# GOAL:
List every full date (day, month and year) in the passage on Crimea's status in the early 1990s, in the order they appear.

# EXCERPTED PASSAGE:
* Start *

On 26 February 1992 the Supreme Soviet of the Crimean ASSR, without the consent of the Ukrainian authorities, changed the official name of the land to the Republic of Crimea. On 5 May 1992, the Crimean parliament proclaimed Crimea’s self-government and passed its first constitution. Under pressure from Kiev, the latter was amended on 6 May 1992 with a sentence on Crimea as being part of Ukraine. On 19 May 1992 the proclamation of Crimean self-government was annulled by the Ukrainian Supreme Rada (parliament). As a quid pro quo, Kiev agreed to strength Crimea’s autonomous status. Exploiting these increased legal prerogatives, on 14 October 1993 the Crimean parliament established the post of President of Crimea and granted the Crimean Tatars regular representation in the consultative Council of Fourteen. On 17 March 1995, the Ukrainian parliament annulled Crimea’s constitution, removed the President of Crimea Yuriy Meshkov and abolished his office. The President was charged with anti-state activities and with promoting Crimea’s secession from Ukraine and its integration with the Russian Federation.

* End *

Pointing entries for labeled objects:
* Start *

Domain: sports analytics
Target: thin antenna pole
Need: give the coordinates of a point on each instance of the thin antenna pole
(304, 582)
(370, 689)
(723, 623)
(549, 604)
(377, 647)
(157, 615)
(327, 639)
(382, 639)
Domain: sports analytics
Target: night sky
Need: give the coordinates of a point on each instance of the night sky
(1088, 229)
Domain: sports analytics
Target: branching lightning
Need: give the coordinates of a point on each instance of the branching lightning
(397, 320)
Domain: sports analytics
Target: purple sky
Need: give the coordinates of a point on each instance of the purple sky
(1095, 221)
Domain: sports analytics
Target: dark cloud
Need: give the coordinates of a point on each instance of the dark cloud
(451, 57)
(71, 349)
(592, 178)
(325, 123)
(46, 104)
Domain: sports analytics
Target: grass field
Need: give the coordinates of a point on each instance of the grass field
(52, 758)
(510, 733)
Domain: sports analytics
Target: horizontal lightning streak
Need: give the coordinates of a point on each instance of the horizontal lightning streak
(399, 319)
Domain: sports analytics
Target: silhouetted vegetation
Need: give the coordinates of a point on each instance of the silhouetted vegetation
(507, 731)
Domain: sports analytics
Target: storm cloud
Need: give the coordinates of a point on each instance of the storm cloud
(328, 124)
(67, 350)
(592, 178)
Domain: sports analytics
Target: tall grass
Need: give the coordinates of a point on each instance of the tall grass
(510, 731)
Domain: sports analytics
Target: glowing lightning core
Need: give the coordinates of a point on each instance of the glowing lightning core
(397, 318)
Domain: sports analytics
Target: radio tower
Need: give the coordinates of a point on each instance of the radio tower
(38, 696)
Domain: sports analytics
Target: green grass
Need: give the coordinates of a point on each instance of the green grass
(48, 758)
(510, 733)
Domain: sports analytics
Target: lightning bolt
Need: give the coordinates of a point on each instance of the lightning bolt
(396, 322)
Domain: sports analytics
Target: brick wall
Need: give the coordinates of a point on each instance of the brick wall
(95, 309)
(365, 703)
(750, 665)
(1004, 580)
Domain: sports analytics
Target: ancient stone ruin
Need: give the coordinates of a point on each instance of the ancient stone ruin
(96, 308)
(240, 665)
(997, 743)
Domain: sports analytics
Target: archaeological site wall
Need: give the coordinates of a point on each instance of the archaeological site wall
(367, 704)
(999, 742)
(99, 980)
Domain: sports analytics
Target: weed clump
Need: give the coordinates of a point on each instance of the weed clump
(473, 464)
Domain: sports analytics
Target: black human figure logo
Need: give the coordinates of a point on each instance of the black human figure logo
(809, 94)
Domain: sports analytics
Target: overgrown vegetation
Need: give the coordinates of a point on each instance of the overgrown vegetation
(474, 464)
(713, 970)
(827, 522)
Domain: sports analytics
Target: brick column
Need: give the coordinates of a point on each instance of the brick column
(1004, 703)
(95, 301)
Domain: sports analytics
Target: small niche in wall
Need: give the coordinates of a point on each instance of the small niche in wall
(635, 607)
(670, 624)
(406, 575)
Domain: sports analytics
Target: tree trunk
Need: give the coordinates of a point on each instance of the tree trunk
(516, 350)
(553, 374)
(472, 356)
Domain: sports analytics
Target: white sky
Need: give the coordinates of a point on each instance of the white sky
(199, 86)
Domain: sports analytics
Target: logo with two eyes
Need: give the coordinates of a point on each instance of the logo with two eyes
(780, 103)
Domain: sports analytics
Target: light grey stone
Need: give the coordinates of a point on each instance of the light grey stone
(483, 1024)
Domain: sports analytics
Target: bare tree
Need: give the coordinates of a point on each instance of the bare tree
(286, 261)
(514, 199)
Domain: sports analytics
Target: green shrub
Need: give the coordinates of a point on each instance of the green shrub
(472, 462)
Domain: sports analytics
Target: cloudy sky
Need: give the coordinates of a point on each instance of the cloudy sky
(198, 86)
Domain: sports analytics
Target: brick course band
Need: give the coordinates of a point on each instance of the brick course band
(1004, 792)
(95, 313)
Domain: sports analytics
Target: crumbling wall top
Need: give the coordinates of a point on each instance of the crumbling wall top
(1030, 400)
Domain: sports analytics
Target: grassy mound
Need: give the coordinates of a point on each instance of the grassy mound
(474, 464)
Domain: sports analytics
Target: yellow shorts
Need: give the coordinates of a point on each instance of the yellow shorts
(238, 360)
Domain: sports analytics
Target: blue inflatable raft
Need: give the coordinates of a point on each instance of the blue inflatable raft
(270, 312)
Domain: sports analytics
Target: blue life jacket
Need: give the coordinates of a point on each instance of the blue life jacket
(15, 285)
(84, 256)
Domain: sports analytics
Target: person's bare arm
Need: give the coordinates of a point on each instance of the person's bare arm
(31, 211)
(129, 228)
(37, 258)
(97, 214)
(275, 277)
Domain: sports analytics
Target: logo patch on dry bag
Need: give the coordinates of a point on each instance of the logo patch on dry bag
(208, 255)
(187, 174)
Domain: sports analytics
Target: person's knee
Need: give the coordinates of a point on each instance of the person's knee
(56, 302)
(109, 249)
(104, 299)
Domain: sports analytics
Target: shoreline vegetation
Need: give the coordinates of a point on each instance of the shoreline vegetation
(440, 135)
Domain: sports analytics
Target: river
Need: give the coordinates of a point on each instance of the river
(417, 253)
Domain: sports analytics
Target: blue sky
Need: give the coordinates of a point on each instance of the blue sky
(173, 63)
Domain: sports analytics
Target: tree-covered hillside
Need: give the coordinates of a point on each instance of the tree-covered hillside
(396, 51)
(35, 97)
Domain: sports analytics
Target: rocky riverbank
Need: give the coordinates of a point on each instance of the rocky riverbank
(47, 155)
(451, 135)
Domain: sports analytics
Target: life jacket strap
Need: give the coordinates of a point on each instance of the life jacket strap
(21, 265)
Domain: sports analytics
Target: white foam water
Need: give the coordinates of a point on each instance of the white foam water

* End *

# WRITTEN ANSWER:
26 February 1992
5 May 1992
6 May 1992
19 May 1992
14 October 1993
17 March 1995